Figure 4. a) Comparison of laser design changes on dead zone width; and b) dead zone reduction track record. Source: Oerlikon Solar.
In sum, the changes outlined above to the "core" manufacturing equipment tools have resulted in substantially increased performance and productivity with 1) a more than 50% throughput increase, 2) a more than 50% module cost reduction, 3) a 100% increase in output capacity, and 4) overall fab line yields of ~97%.
In thin-film silicon manufacturing, materials (e.g., glass, lamination foil, junction box, etc.) represent over 50% of the total cost of a thin-film silicon PV module. Reduction in the amount and price of key materials is a major factor in driving down the total cost of module production. Technology providers can greatly reduce the expected cost of module manufacturing by optimizing the design of the module itself, while aggressively working with suppliers of key materials to qualify several competing vendors of key materials for the modules. We have achieved a 50% reduction of material cost over the last three years, thanks in part to qualification of new suppliers and optimizing the minimum requirement specifications. In addition to the white lamination foil example described above, other significant material cost reductions have been achieved in the junction box, contacts, encapsulants, and the front glass.

(Requirement 1):
Answer these questions using the thin-film silicon text:
(a) Which company is credited as the source of Figure 4?
(b) What overall fab line yield does the text report?
(c) What share of the total cost of a thin-film silicon PV module do materials represent?
(Requirement 2): In the thin-film silicon text, write out everything from "In sum, the" down to "yields of ~97%." again, and replace "productivity" with "efficiency".
The lines that come next are drawn from a separate source.

(Supplied data):
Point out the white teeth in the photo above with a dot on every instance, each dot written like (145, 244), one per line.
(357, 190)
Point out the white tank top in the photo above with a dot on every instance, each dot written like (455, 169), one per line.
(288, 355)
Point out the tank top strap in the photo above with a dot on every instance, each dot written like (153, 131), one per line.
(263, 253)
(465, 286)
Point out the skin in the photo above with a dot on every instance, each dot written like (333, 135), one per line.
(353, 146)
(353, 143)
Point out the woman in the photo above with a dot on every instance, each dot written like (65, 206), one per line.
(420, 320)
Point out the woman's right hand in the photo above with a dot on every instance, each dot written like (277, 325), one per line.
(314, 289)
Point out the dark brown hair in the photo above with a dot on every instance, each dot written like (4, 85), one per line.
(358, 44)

(Correct result 1):
(a) Oerlikon Solar
(b) About 97%
(c) Over 50%

(Correct result 2):
In sum, the changes outlined above to the "core" manufacturing equipment tools have resulted in substantially increased performance and efficiency with 1) a more than 50% throughput increase, 2) a more than 50% module cost reduction, 3) a 100% increase in output capacity, and 4) overall fab line yields of ~97%.